*THE PROBLEM*
Drop all images and give the records again exactly.

*STORED DATA*
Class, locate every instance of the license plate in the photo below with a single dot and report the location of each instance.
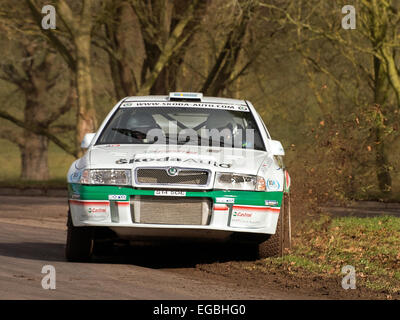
(170, 193)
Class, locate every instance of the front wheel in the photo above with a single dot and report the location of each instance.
(80, 242)
(277, 244)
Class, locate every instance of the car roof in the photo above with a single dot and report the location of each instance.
(203, 99)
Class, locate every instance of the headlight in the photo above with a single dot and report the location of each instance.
(233, 181)
(106, 177)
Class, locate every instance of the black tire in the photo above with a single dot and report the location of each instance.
(280, 242)
(80, 242)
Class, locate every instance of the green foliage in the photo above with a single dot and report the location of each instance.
(323, 246)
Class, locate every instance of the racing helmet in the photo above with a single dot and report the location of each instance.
(141, 123)
(223, 120)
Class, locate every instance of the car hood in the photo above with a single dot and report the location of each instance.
(244, 161)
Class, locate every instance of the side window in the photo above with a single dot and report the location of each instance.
(265, 128)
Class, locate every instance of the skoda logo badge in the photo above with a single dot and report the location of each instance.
(172, 171)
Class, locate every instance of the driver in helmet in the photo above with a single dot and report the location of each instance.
(140, 125)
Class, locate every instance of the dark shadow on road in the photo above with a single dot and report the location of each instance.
(33, 250)
(186, 255)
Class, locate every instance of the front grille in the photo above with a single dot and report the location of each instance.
(183, 177)
(171, 210)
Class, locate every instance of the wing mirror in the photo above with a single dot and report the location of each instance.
(276, 148)
(87, 140)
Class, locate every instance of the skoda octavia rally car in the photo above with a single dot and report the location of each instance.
(180, 167)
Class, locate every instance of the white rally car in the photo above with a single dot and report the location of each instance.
(181, 167)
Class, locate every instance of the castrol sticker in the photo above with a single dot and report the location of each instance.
(248, 217)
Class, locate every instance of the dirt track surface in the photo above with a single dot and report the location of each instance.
(33, 233)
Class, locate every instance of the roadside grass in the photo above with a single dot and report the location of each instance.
(322, 247)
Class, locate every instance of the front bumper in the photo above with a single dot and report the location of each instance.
(231, 212)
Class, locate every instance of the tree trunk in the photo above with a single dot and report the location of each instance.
(86, 115)
(381, 159)
(34, 153)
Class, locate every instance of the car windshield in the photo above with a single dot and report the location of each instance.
(183, 125)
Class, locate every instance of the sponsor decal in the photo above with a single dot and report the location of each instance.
(75, 176)
(185, 161)
(96, 210)
(117, 197)
(242, 214)
(172, 171)
(271, 202)
(156, 104)
(273, 185)
(220, 207)
(225, 200)
(287, 180)
(170, 193)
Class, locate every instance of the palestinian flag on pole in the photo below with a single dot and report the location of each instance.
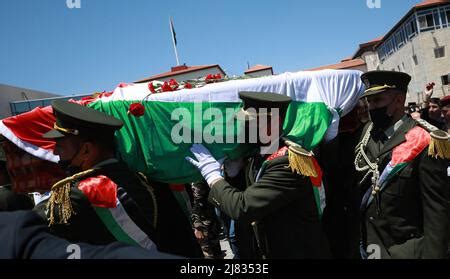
(157, 142)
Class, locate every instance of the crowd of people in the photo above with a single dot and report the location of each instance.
(380, 189)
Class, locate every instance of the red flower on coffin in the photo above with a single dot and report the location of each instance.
(166, 87)
(174, 84)
(151, 87)
(136, 109)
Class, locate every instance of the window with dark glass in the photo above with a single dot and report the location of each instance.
(426, 22)
(444, 79)
(439, 52)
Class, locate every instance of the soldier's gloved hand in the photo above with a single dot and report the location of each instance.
(209, 167)
(233, 167)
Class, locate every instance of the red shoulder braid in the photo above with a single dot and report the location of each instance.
(281, 152)
(100, 191)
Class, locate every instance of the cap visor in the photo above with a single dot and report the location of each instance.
(370, 93)
(53, 134)
(244, 115)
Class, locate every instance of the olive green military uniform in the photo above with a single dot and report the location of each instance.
(408, 217)
(76, 208)
(281, 207)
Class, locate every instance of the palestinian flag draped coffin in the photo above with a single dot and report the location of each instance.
(157, 141)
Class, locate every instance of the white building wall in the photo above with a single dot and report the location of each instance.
(261, 73)
(11, 94)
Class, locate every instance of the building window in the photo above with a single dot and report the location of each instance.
(415, 60)
(411, 28)
(445, 79)
(439, 52)
(426, 22)
(447, 12)
(400, 38)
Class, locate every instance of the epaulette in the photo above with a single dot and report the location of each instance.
(439, 143)
(300, 159)
(281, 152)
(60, 198)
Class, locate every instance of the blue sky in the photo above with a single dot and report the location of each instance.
(46, 46)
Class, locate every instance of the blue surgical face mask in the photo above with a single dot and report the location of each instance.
(67, 167)
(380, 118)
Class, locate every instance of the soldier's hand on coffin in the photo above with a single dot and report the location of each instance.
(233, 167)
(208, 166)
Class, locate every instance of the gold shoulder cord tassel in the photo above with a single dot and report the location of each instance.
(60, 198)
(439, 145)
(300, 160)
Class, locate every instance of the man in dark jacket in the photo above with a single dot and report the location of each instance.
(25, 235)
(276, 213)
(102, 201)
(405, 191)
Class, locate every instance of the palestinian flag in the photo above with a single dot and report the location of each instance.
(157, 142)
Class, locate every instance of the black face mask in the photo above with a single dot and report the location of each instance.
(66, 165)
(380, 118)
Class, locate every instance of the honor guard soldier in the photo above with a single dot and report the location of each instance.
(276, 212)
(102, 201)
(403, 165)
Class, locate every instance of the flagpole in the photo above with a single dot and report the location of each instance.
(174, 40)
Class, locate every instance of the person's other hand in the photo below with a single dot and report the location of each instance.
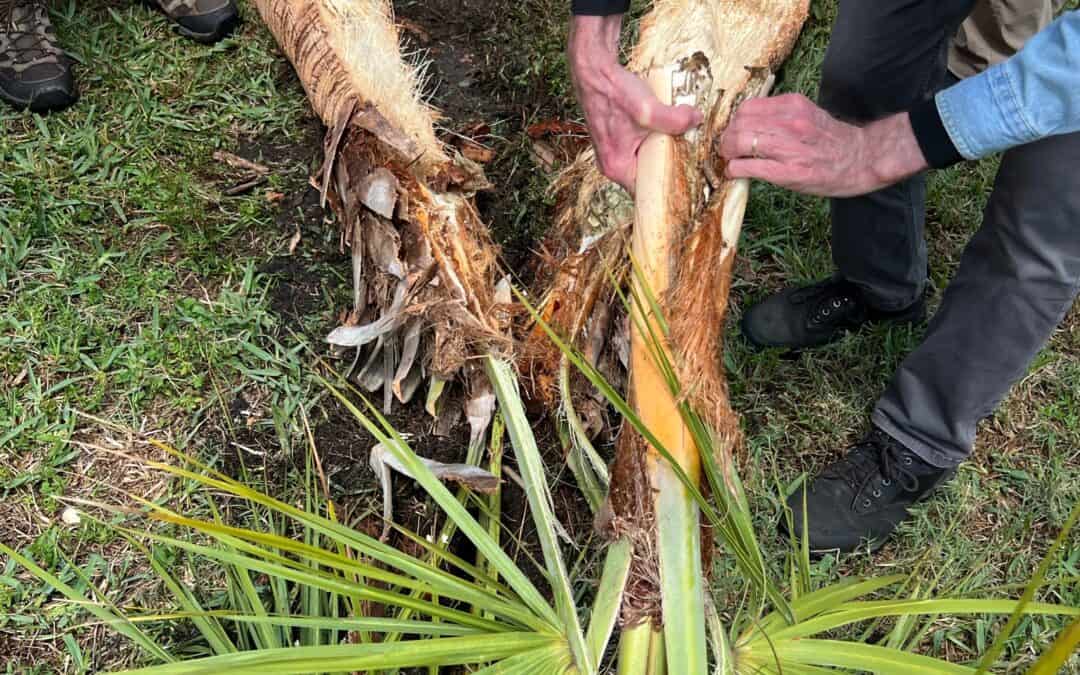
(620, 109)
(792, 143)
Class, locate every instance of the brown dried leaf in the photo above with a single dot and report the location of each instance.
(378, 191)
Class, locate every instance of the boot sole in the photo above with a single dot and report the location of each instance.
(917, 316)
(48, 99)
(876, 544)
(220, 31)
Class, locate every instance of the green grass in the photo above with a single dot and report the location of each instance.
(129, 284)
(130, 289)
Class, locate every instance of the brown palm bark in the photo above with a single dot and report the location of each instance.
(712, 54)
(424, 269)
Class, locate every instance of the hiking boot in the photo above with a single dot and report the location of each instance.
(203, 21)
(863, 497)
(817, 314)
(35, 72)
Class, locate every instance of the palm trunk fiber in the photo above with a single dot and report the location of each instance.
(423, 265)
(712, 54)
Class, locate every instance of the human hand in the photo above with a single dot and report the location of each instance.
(620, 109)
(791, 142)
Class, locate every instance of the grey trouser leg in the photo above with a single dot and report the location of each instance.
(885, 56)
(1018, 277)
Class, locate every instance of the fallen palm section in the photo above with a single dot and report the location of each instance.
(306, 593)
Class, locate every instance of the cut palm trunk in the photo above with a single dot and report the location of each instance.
(424, 268)
(686, 224)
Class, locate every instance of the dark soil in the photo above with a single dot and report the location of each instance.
(487, 67)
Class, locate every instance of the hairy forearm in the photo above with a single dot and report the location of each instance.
(619, 107)
(593, 43)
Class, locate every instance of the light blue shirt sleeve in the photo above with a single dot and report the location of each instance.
(1033, 95)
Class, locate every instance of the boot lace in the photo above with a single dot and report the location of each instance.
(833, 300)
(878, 456)
(27, 34)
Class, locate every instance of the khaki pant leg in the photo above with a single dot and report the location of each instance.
(995, 30)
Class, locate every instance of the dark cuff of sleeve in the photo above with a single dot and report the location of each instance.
(599, 8)
(932, 137)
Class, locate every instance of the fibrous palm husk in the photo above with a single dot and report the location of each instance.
(716, 53)
(424, 269)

*OUTPUT BELOW*
Class, locate every instance of the license plate in the photo below with a single dot and report the location of each instance.
(170, 193)
Class, locate every instance of the front wheel in the photo above with a single dot and report the location of each instance.
(80, 242)
(277, 244)
Class, locate every instance of the car roof in the photo above with a single dot and report the location of each instance.
(203, 99)
Class, locate every instance of the headlight in the photo above with a single dot and report the location of each instance.
(233, 181)
(106, 177)
Class, locate every instance of the black tire in the photo above with a single dot and report the location of each instance.
(280, 242)
(80, 242)
Class, locate every instance of the green foliage in the photo above with a single dot and report the location of each instance.
(323, 246)
Class, locate every instance of the racing helmet in the photo above with a single dot and report the location of each instance.
(141, 123)
(223, 120)
Class, locate every instance of the car hood in the photo above with a single dot and report the location of each instance.
(244, 161)
Class, locate every instance of the side window in the photo above with a single dot and report the location of each instance.
(265, 128)
Class, locate every instance of the skoda logo badge in the photo above with a single dot and report the location of each instance.
(172, 171)
Class, locate every instance of the driver in helmet in the photo above with a single dot and report the location of each instance.
(140, 125)
Class, locate every instance of the dark shadow on road in the photo above with a single dot and report the location of each instance.
(33, 250)
(186, 255)
Class, locate every instance of the front grille in the photo above with a single dot and report the location of each instance.
(183, 177)
(171, 210)
Class, locate every instance of the wing mirror in the photo above with a single dot and report the location of each instance.
(276, 148)
(87, 140)
Class, locate every instance of the skoda octavia rally car in the photo above with a single dot and report the location of each instance.
(180, 167)
Class, locate every instance of the white rally car in the photo above with a single dot and report the location of each instance.
(181, 167)
Class, locate every instance of the castrol sticker in the photo above with a single dot and report the location of each instance.
(248, 217)
Class, locate every instance of the dirt track surface in the photo above with a single dot and report the location of each instance.
(33, 233)
Class, locate every instance of the roadside grass in the photo above with a single dot and report the location of each instance.
(322, 247)
Class, locate every instance of the front bumper in the photo above with a single dot and report the location of each instance.
(231, 212)
Class, locate every instance of the tree trunk in the photo above with a single dot and report the location of each instance.
(86, 115)
(381, 159)
(34, 153)
Class, locate every instance of the car windshield in the photo above with a single dot and report the location of each instance.
(183, 125)
Class, locate every instance of the sponsor decal in the photo above with a single dot and report the location of each instance.
(75, 176)
(185, 161)
(96, 210)
(117, 197)
(242, 214)
(172, 171)
(271, 202)
(156, 104)
(273, 185)
(220, 207)
(225, 200)
(287, 180)
(170, 193)
Class, locate every instance of the palestinian flag on pole in the photo below with a single dot and report the location of each instance.
(157, 142)
Class, locate every instance of the crowd of people in the photo above with a single dot and report the location of each instance.
(380, 189)
Class, locate every instance of the red flower on coffin in the photo above with a single dot and report the location of each instance.
(166, 87)
(174, 84)
(151, 87)
(136, 109)
Class, locate every instance of the window with dark glass in the photo above with a single dot and report the location of each instance.
(426, 22)
(444, 79)
(439, 52)
Class, locate every instance of the soldier's gloved hand in the photo above with a single dot and report the location of each instance.
(209, 167)
(233, 167)
Class, locate every instance of the red shoulder braid in the photo above with a single dot and report the location of each instance.
(281, 152)
(100, 191)
Class, locate every instance of the cap visor in the photo above with a single dot and report the location of each instance.
(370, 93)
(53, 134)
(244, 115)
Class, locate every instance of the olive green military uniform in the photo above with a single dot and report the location of each instance.
(408, 217)
(76, 208)
(281, 207)
Class, locate every instance of the palestinian flag draped coffin in the photo above with a single dot and report the location of each instance.
(157, 141)
Class, locate every instance of the white building wall in the photo above with a single dot and report the location of each instance.
(261, 73)
(11, 94)
Class, locate every instance of the building window in the photo above with a single dot and report the location of each instance.
(415, 60)
(411, 28)
(445, 79)
(439, 52)
(426, 22)
(447, 12)
(400, 38)
Class, locate every instance of the epaulette in the photo above with a single dot and report the location of each instance.
(439, 143)
(300, 159)
(281, 152)
(60, 198)
Class, locate every instance of the blue sky in the photo above with a single dot and report the location of each instance.
(46, 46)
Class, locate every instance of the blue surgical face mask in the photo above with a single dot and report the location of each instance.
(67, 167)
(380, 118)
Class, locate every instance of the soldier's hand on coffin in the photo above with a single dot and report the location of each instance.
(233, 167)
(208, 166)
Class, locate every instance of the gold shoulder cord tassel in the photo above with a single dot and report the location of each instance.
(60, 198)
(439, 145)
(300, 160)
Class, locate every instance of the man in dark jacket in the photo above with a single dot and report the location of each instance.
(25, 235)
(276, 213)
(102, 201)
(405, 191)
Class, locate every instance of the palestinian flag in the photo above with a single dot and report the location of each instance.
(157, 142)
Class, locate every instance of the black face mask in the photo above with a single dot and report the location of each instance.
(66, 165)
(380, 118)
Class, locate every instance of the honor guard soldier in the photo above with a single dot and report the location of each instance.
(276, 212)
(102, 201)
(403, 165)
Class, locate every instance of the flagpole in the photo above with a single dot and report the location of each instance.
(174, 40)
Class, locate every instance of the person's other hand in the photo below with a single dot and report the location of each instance.
(620, 109)
(792, 143)
Class, locate every instance of the brown dried leaf in the photo above with a single dot and report the location of each instance.
(378, 191)
Class, locate every instance of the boot sole in the photo above with a single dot and report the location of each instance.
(917, 316)
(48, 99)
(876, 544)
(220, 31)
Class, locate every instance of the green grass in the photo above with a single dot and report the location of each instance.
(129, 284)
(130, 289)
Class, locate every instance of the brown palm bark in the photo above with a single dot and report the location of each instance.
(712, 54)
(424, 269)
Class, locate every instance of the hiking boot in the photo above with a single dot and report the location of each instance.
(203, 21)
(863, 497)
(817, 314)
(35, 72)
Class, locate every instance of the palm trunk fiber in the photo above with a single dot and report the location of each instance.
(423, 265)
(712, 54)
Class, locate every instance of the human hand in the photo above with a single dot and report the location of each instance.
(620, 109)
(791, 142)
Class, locate every instance of the grey trouser leg in the photo above with a single dot and report the location of each instance.
(885, 56)
(1018, 277)
Class, locate every instance of the fallen palm section in the photo above with a single dot and report the location of each instance.
(306, 593)
Class, locate every instance of the cut palm trunk in the photo above with a single dot and report the location of each instance.
(424, 268)
(686, 224)
Class, locate every instance of the dark soil in the photo above with a single dot and report the location of each instance.
(487, 67)
Class, locate every instance of the hairy forearm in the photo above with a single dot and report the location of each instance.
(619, 107)
(593, 43)
Class, locate every instance of the light blue shirt sleeve in the photo above with a single dot and report the location of each instance.
(1033, 95)
Class, locate every instance of the boot lace in the photo above with a single dot and report the location of each instance.
(833, 300)
(878, 456)
(27, 34)
Class, locate every instance of the khaki pant leg in the photo above with a single dot and report the location of each instance.
(995, 30)
Class, locate every instance of the dark cuff of sleeve in the photo above with a single dot and report the location of each instance.
(599, 8)
(932, 137)
Class, locate every instance of the fibrous palm husk in the photo above with a single dot and report the location of each instance.
(716, 53)
(424, 269)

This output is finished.